EXERCISE BRIEF:
From the two blocks of rows below, copy out each line that contains the word "bicycle". Leave out every other line.

DATASET:
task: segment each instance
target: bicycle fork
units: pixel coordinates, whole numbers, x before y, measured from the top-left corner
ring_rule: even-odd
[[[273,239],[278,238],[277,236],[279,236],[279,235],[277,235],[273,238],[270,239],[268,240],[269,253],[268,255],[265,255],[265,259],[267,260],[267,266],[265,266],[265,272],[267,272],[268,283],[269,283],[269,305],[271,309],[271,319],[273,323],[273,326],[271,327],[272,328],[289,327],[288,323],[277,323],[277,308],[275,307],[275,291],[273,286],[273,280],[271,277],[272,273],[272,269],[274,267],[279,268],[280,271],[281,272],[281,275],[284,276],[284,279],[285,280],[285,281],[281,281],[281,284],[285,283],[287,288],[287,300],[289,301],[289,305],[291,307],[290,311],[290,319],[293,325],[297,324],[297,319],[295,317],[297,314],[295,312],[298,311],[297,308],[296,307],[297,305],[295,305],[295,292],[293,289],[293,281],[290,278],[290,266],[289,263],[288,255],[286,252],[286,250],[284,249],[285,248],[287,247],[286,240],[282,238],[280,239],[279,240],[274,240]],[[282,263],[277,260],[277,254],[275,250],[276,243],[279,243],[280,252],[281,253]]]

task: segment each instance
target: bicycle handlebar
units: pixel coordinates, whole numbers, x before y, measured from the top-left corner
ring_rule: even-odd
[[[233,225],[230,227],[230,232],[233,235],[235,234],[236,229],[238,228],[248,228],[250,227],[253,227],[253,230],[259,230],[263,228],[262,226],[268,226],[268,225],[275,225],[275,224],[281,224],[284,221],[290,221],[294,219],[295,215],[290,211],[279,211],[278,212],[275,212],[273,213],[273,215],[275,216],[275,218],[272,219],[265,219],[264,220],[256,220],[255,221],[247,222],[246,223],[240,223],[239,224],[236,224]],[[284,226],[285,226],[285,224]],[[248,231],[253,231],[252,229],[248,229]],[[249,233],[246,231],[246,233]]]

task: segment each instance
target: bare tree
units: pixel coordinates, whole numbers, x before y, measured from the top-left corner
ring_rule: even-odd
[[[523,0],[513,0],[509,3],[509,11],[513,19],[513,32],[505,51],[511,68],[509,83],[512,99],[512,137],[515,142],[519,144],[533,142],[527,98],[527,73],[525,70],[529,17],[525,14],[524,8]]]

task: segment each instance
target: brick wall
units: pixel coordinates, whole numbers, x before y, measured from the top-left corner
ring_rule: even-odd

---

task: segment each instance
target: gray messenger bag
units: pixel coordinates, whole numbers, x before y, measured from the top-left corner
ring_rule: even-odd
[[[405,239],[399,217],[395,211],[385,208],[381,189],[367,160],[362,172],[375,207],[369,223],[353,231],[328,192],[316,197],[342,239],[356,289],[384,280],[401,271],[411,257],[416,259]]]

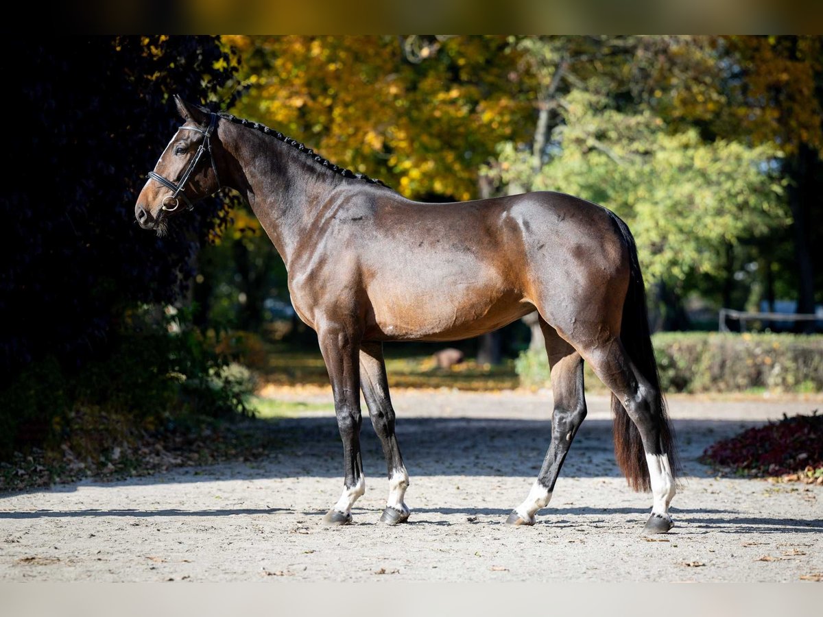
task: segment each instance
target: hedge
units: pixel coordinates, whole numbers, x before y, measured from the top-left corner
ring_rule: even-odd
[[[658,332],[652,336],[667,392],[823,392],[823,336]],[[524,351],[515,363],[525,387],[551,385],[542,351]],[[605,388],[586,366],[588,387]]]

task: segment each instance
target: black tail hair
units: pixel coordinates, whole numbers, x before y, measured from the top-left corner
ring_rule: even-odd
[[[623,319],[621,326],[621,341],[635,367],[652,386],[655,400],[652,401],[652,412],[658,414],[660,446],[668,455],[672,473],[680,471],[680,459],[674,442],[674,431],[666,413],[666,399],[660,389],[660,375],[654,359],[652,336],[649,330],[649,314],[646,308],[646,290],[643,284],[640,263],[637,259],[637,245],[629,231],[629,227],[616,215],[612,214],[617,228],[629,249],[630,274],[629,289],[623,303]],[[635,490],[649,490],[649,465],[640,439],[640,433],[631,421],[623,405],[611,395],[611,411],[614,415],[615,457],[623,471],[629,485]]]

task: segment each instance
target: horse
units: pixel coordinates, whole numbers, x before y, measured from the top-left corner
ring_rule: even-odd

EXERCISE RESPONSE:
target: bicycle fork
target: bicycle handlebar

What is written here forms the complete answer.